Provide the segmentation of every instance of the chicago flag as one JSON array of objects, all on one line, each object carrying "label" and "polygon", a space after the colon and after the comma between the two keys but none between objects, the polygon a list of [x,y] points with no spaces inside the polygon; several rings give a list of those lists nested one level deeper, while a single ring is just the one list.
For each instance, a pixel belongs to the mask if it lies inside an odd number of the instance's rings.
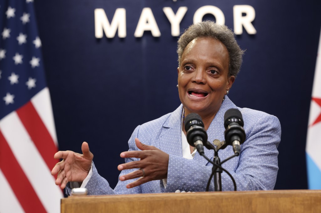
[{"label": "chicago flag", "polygon": [[0,0],[0,212],[59,212],[58,144],[33,0]]},{"label": "chicago flag", "polygon": [[311,189],[321,189],[321,34],[310,107],[307,138],[308,183]]}]

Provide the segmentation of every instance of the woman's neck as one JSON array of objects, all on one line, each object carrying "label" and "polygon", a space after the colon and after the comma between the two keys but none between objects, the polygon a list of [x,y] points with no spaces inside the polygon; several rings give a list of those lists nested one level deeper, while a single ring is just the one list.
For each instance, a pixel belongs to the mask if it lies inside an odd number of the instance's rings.
[{"label": "woman's neck", "polygon": [[[185,109],[184,112],[184,115],[185,117],[186,118],[186,116],[188,114],[192,112],[190,112],[188,109]],[[213,119],[214,119],[214,117],[215,117],[215,115],[216,115],[217,112],[216,112],[214,113],[212,113],[208,114],[205,114],[201,113],[197,113],[202,118],[202,121],[203,122],[203,123],[204,123],[204,128],[205,128],[206,130],[207,130],[208,128],[210,127],[210,125],[211,125],[211,123],[212,122]],[[184,133],[186,134],[185,129],[185,128],[183,128],[183,130],[184,131]]]}]

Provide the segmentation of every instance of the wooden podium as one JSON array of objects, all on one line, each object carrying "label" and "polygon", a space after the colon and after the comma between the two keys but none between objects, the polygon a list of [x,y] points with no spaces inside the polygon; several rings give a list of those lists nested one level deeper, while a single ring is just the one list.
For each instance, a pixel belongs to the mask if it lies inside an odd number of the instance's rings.
[{"label": "wooden podium", "polygon": [[321,212],[321,190],[213,192],[74,196],[61,213]]}]

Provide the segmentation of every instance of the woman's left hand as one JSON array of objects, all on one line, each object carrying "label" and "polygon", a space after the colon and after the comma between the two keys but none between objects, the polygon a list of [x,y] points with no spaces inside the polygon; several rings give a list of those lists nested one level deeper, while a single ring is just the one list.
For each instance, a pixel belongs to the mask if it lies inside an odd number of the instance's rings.
[{"label": "woman's left hand", "polygon": [[129,189],[152,180],[167,178],[169,158],[169,154],[155,146],[142,143],[137,138],[135,138],[135,143],[141,151],[124,152],[120,154],[120,157],[136,158],[140,160],[121,164],[118,165],[117,169],[120,171],[131,169],[138,169],[121,176],[119,180],[124,181],[141,177],[127,184],[126,187]]}]

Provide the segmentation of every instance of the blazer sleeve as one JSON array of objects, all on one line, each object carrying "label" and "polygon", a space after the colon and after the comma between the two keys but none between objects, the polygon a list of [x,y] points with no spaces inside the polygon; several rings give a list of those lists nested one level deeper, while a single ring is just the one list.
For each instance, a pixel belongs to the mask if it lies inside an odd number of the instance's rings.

> [To do]: Copy the lines from the one holding "Provide the segmentation of every instance of the blazer" through the end of the rows, inclusive, substituting "coat sleeve" for "blazer sleeve" and leaving everything else as it is.

> [The answer]:
Provide the segmentation of every instance of the coat sleeve as one JSON array of objects, all on one line, each object carrying "label" and "polygon", a space after the colon and after the comma between the two keys but none between objects, the polygon a list of [x,y] points with no spaces inside the polygon; several rings give a list of those lists nested one level deeper, while a single ring is just the one list.
For each instance, a pixel belongs to the mask if it lies inside an odd number of the instance's rings.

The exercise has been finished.